§ INSTRUCTIONS FOR THE TASK
Output the records as a two-column CSV with the headers text and answer, starting with the line containing "Can you find the checkpoint" and going on through the line containing "[[369, 205]]", both included. Give one row for each record and its answer, with each value in its own quoted field and any line breaks replaced by spaces.
— START OF EXERCISE INPUTS —
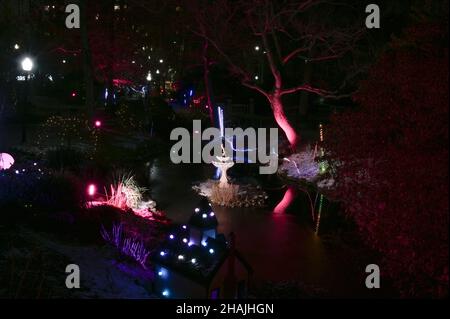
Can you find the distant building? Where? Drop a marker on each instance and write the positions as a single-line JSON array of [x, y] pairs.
[[196, 262]]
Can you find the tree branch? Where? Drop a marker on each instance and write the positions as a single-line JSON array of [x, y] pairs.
[[321, 92]]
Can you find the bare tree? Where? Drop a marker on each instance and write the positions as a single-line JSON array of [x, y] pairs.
[[287, 33]]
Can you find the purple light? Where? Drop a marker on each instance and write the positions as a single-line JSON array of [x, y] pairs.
[[92, 189]]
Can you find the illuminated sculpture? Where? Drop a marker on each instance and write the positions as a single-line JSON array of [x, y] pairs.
[[6, 161], [223, 163]]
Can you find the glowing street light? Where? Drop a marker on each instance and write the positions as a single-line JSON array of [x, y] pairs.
[[27, 64]]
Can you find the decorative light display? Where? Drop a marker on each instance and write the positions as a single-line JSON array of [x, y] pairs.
[[27, 64], [6, 161], [288, 198], [92, 189]]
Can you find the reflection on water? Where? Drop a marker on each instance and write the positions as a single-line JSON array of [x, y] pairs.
[[281, 242]]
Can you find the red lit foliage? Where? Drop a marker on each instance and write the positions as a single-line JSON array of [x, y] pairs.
[[394, 151]]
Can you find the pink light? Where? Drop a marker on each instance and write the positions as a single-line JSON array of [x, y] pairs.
[[92, 189], [286, 201]]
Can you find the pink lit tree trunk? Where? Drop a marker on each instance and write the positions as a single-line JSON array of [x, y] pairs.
[[283, 122]]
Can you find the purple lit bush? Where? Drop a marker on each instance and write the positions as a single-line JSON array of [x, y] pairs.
[[129, 246]]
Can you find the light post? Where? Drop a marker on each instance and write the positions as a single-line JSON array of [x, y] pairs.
[[27, 66]]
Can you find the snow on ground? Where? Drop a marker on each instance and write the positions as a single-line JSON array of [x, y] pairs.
[[101, 276]]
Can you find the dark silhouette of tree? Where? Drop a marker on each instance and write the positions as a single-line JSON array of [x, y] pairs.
[[391, 160], [289, 34]]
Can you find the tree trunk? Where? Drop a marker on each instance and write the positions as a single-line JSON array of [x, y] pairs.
[[282, 121], [87, 61], [207, 80], [303, 107]]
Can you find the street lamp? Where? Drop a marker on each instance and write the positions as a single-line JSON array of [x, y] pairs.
[[27, 66]]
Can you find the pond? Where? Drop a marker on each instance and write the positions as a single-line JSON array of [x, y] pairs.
[[281, 241]]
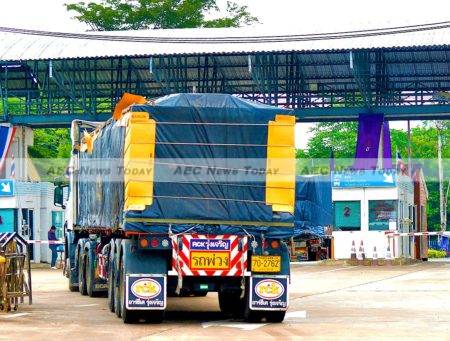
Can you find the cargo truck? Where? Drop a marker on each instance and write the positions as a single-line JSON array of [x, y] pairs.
[[181, 196]]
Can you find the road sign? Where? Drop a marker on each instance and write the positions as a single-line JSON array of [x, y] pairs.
[[6, 188]]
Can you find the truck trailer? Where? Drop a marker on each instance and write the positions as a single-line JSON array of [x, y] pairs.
[[180, 196]]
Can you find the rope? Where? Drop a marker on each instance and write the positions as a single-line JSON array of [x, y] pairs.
[[215, 199]]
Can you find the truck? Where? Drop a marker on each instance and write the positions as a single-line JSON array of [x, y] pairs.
[[181, 196]]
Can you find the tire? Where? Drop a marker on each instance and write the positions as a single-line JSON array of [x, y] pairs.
[[90, 274], [200, 294], [111, 279], [230, 302], [81, 274], [155, 316], [72, 287]]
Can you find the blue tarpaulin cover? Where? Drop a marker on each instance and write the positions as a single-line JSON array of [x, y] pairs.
[[240, 135], [313, 206]]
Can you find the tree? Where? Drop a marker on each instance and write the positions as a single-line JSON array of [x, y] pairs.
[[112, 15]]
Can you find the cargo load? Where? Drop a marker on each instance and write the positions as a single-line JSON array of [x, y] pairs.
[[313, 205], [210, 160]]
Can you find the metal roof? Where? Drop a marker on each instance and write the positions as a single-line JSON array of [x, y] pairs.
[[50, 80], [36, 45]]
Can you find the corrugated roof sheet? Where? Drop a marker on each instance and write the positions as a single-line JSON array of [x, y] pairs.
[[19, 46]]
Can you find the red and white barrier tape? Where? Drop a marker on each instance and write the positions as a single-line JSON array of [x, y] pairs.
[[57, 242], [411, 234]]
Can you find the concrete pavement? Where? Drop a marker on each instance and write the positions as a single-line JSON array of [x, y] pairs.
[[326, 302]]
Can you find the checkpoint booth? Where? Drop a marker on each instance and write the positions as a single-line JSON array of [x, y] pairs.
[[369, 205]]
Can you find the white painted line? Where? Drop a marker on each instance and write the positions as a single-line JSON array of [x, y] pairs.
[[9, 316], [332, 270], [233, 324], [294, 315]]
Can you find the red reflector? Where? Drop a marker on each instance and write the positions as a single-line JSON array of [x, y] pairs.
[[275, 244], [143, 242]]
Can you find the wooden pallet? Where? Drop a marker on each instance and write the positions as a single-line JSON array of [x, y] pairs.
[[15, 271]]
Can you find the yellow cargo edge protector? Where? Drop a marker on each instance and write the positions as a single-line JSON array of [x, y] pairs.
[[280, 176], [139, 156]]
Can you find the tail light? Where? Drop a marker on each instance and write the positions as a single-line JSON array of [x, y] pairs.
[[154, 242]]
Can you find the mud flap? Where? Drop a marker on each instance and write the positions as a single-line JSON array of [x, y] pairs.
[[269, 293], [146, 292]]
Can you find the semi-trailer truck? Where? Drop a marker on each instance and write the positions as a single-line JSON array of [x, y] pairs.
[[181, 196]]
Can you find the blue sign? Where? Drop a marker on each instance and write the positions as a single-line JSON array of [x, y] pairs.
[[210, 244], [364, 178], [268, 293], [146, 292], [6, 188]]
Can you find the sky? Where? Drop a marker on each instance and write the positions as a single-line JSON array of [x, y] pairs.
[[286, 15]]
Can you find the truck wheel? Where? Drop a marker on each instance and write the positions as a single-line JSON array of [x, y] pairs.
[[81, 275], [128, 316], [111, 279], [72, 287], [90, 274], [230, 302]]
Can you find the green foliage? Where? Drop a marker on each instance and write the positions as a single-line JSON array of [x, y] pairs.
[[112, 15], [339, 136], [436, 253], [50, 143]]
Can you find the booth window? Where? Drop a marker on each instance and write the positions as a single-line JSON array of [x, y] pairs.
[[347, 215], [381, 212]]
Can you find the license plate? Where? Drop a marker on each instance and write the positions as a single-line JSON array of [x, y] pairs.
[[210, 260], [266, 263]]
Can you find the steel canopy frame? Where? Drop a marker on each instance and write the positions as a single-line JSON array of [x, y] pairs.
[[403, 84]]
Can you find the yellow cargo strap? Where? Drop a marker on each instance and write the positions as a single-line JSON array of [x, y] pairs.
[[139, 156], [127, 100], [280, 176]]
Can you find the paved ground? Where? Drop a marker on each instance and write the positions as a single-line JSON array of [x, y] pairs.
[[407, 302]]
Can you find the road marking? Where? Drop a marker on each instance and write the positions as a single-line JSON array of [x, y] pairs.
[[332, 270], [233, 324], [295, 315], [9, 316]]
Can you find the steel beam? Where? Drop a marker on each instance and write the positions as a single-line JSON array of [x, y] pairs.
[[55, 121], [391, 113]]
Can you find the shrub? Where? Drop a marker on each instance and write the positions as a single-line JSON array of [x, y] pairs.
[[436, 253]]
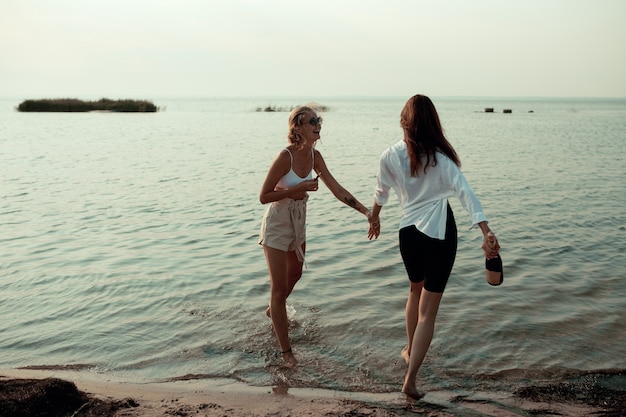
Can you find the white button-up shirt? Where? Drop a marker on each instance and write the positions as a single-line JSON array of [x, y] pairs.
[[424, 199]]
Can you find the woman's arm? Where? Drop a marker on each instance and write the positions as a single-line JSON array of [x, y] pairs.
[[333, 185], [374, 231], [278, 169]]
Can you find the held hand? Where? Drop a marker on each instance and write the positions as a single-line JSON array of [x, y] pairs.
[[374, 231]]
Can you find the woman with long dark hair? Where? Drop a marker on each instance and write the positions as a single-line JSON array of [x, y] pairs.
[[424, 170]]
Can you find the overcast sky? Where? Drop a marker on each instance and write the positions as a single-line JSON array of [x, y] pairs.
[[157, 48]]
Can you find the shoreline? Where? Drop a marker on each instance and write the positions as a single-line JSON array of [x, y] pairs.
[[224, 397]]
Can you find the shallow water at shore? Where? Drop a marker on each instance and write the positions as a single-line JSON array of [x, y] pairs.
[[129, 246]]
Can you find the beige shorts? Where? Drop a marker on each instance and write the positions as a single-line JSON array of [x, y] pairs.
[[284, 226]]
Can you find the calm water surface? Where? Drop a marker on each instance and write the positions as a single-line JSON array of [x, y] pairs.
[[129, 245]]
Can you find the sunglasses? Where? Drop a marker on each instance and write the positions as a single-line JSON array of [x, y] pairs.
[[315, 121]]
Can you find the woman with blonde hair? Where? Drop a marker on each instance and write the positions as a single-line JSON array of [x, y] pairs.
[[283, 229], [424, 170]]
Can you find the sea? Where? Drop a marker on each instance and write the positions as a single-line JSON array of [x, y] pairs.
[[129, 246]]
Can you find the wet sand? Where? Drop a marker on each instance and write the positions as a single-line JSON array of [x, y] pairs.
[[41, 392]]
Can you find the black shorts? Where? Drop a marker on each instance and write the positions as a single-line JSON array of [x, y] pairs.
[[428, 259]]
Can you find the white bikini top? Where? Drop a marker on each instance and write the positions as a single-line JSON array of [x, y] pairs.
[[291, 179]]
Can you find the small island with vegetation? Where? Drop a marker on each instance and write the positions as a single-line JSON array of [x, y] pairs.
[[270, 109], [76, 105]]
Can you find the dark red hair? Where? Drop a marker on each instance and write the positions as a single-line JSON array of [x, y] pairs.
[[423, 134]]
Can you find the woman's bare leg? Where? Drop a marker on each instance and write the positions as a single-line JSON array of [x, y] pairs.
[[428, 307], [412, 314], [281, 269]]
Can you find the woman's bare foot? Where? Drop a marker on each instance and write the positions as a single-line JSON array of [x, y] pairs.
[[409, 390], [405, 354], [289, 358]]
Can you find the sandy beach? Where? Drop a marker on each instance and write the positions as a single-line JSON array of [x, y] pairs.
[[20, 388]]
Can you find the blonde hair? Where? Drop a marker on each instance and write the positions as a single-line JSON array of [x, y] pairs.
[[296, 119]]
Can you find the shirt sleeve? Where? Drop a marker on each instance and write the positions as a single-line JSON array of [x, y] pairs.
[[384, 180], [466, 195]]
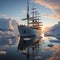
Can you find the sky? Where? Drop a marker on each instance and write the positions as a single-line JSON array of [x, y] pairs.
[[16, 9]]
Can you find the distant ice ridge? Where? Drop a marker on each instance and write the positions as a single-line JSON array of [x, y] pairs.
[[54, 31], [8, 31]]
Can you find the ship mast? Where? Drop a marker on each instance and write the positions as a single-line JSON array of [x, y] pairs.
[[27, 12]]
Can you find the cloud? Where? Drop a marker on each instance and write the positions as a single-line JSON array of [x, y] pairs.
[[56, 16], [54, 5], [4, 16], [56, 53]]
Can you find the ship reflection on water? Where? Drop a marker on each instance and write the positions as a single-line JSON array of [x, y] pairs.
[[40, 51]]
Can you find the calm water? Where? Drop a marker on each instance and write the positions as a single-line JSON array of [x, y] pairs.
[[45, 51]]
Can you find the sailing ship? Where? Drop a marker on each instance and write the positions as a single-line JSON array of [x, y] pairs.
[[29, 33], [54, 31]]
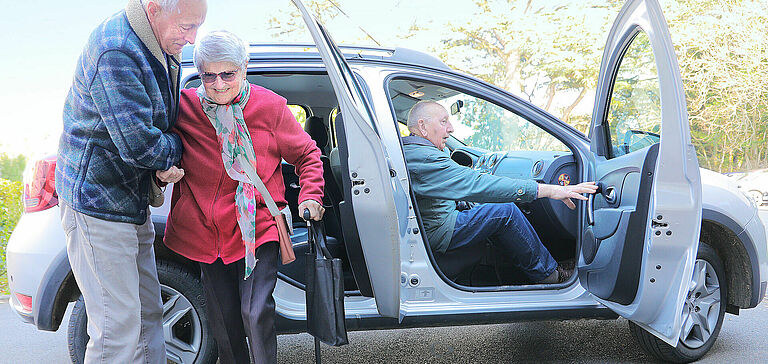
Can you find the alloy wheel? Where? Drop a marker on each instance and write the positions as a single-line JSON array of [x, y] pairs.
[[181, 327], [702, 306]]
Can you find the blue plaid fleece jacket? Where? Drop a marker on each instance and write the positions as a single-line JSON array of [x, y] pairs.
[[116, 116]]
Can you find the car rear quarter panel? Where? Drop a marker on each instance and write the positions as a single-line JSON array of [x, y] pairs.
[[34, 244], [738, 235]]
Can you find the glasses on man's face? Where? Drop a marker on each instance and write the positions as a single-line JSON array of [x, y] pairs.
[[209, 77]]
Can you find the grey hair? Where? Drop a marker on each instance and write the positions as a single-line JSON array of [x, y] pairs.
[[421, 111], [220, 46], [164, 4]]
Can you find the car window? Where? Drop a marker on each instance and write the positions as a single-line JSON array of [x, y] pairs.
[[300, 113], [477, 122], [634, 111]]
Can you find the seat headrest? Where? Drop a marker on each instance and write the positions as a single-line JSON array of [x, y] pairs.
[[315, 127]]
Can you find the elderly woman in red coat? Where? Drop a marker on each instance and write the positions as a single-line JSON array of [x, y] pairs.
[[218, 218]]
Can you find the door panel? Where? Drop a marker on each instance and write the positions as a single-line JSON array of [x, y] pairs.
[[640, 242], [368, 178]]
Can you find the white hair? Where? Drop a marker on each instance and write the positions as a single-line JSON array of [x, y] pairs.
— END OF EXERCISE INPUTS —
§ ANSWER TO THE EXERCISE
text,answer
"Can you find the checkpoint booth? Where? Drop a marker on each instance and write the positions as a single-line JSON array of [x, y] pairs.","[[369, 205]]"